▸ **Given problem 1**
Count the lines in the records below that contain the string "cable". Give only the number.

▸ **Source extract**
╭──

Unfortunately, there are more serious problems that Vice President Biden would face if Hillary Clinton decided not to run in 2016 and Biden entered primary season as the frontrunner. First of all, let me point out that I’m such a big fan of Joe Biden that I would not only fully support his candidacy, but I’d work on behalf of his campaign if offered an opportunity. However, if Hillary declines to run in 2016, the Democratic Presidential nomination process would be a free-for-all. Every Democrat in the country with Presidential hopes would jump into that race if they knew Hillary was sitting 2016 out because they know that Biden is more vulnerable than Hillary. We’d end up seeing debate stages full of potential Presidential contenders doing whatever they could to squeeze in some television time and create name recognition. In other words, it would be like the 2008, 2012, and 2016 Republican Presidential nomination battles.
Believe me, there are numerous Democrats sitting on the sidelines right now, watching from the periphery, and publicly supporting Hillary Clinton’s possible bid for the Presidency in 2016 because they know right now that she’s the frontrunner, the uncrowned nominee, and someone who might end up being able to find them a place in her Cabinet if they are strong enough as surrogates on her behalf in 2016. But many of those Democrats who are “Ready For Hillary” are also “Ready To Be There Just In Case Hillary Isn’t Ready”. They are quietly building organizations that can either be used to support Hillary in that surrogate role in 2016 or to activate into their own exploratory committees if Hillary doesn’t run.

╰──

▸ **Given problem 2**
According to the commentary above on the 2016 Democratic nomination, why would every Democrat with Presidential hopes enter the race if Hillary Clinton sat 2016 out? Answer in one to three sentences.

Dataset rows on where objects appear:

╭──

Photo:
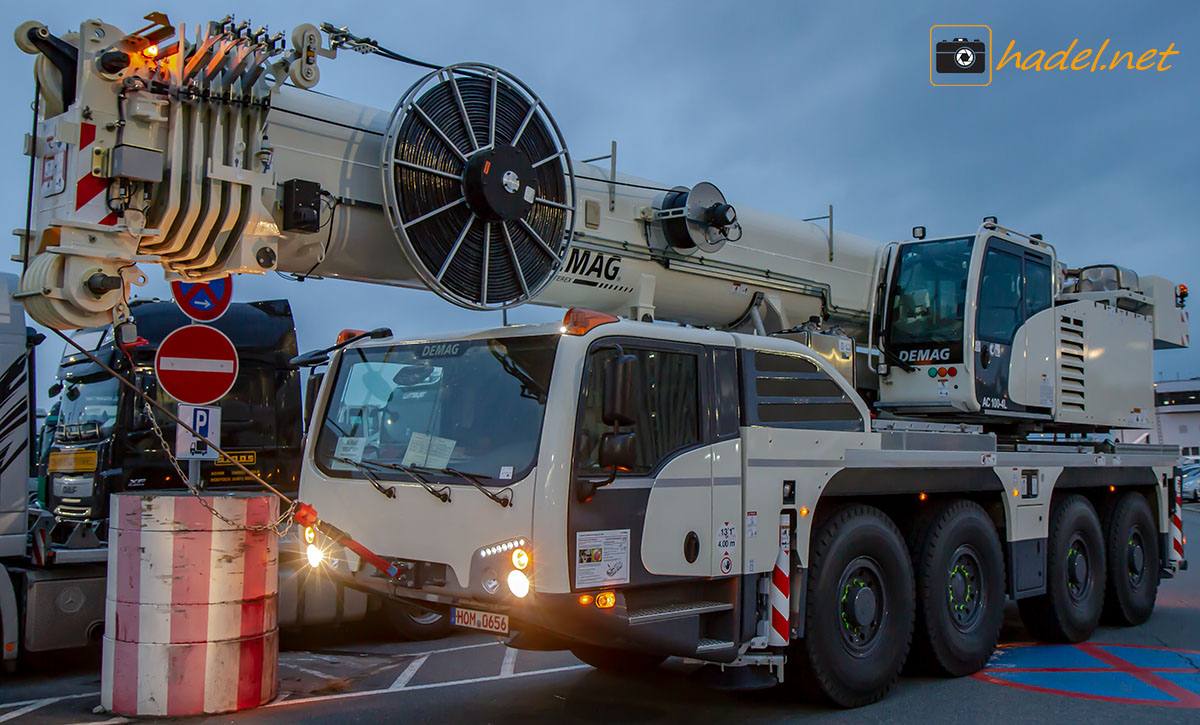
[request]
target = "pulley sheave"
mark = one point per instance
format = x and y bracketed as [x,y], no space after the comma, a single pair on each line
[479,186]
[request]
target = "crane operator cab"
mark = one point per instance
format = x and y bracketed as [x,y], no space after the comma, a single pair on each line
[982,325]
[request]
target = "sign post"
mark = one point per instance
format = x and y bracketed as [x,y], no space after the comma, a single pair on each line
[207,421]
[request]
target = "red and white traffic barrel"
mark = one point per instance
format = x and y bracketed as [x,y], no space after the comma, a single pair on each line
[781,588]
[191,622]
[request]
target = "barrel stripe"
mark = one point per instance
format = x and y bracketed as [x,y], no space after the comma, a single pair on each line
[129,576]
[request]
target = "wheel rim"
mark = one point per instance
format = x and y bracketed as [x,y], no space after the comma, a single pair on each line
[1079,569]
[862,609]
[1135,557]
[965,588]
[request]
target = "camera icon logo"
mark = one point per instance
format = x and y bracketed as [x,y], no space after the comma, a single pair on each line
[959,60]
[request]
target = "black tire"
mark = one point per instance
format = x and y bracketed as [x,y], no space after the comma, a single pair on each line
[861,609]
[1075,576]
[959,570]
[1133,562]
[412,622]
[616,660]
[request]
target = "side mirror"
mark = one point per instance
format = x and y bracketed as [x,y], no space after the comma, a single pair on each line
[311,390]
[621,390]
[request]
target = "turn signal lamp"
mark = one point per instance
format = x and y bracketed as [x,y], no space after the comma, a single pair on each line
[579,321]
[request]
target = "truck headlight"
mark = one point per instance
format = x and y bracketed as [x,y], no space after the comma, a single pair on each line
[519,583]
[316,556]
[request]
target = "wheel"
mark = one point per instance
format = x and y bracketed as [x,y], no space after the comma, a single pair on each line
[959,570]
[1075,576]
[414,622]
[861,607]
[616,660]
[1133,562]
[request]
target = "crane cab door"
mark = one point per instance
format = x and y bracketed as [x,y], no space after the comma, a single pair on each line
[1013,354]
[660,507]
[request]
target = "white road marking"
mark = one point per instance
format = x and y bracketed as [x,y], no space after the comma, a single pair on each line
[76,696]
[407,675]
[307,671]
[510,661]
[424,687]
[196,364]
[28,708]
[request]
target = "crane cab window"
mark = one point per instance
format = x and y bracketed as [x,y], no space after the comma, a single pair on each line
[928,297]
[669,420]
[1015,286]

╰──
╭──

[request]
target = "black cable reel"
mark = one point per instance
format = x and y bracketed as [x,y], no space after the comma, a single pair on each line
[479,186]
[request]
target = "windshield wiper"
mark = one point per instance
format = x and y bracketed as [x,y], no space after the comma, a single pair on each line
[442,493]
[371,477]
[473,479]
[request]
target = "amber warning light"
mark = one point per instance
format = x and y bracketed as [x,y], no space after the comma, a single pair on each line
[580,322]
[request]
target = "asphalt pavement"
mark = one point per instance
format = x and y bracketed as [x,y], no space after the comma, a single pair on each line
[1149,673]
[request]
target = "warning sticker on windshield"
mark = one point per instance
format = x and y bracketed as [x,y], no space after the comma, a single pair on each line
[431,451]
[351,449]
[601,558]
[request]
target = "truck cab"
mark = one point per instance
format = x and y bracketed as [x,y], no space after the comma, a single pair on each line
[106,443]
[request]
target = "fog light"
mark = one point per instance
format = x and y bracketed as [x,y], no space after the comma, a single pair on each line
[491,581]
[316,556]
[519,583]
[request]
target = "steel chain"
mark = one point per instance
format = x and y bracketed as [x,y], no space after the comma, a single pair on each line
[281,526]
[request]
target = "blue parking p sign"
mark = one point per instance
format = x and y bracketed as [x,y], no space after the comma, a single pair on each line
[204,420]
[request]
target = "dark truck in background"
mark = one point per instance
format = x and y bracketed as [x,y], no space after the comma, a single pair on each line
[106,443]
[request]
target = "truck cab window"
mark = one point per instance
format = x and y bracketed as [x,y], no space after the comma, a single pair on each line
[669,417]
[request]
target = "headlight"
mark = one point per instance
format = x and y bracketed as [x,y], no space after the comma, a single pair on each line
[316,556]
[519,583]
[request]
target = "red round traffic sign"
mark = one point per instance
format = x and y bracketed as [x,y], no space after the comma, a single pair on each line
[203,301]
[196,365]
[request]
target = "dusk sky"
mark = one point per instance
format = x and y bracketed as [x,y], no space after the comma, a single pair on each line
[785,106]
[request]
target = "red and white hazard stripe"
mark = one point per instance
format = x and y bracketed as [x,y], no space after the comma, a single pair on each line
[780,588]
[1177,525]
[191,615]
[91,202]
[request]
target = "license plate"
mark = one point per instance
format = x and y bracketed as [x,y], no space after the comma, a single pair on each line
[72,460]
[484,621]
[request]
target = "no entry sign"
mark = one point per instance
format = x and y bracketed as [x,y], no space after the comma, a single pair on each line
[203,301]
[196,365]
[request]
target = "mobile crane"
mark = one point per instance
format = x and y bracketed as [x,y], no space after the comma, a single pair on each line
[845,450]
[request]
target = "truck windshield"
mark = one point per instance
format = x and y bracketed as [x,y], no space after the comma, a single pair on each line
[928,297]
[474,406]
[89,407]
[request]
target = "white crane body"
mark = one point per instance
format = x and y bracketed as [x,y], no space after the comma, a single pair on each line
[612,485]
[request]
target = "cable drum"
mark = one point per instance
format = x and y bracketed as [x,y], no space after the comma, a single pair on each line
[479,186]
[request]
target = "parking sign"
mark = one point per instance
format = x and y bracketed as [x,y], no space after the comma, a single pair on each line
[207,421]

╰──

▸ **Written reply 1**
2

▸ **Written reply 2**
They would enter because they know Biden is more vulnerable than Hillary. The nomination process would then become a free-for-all, with crowded debate stages of contenders competing for television time and name recognition.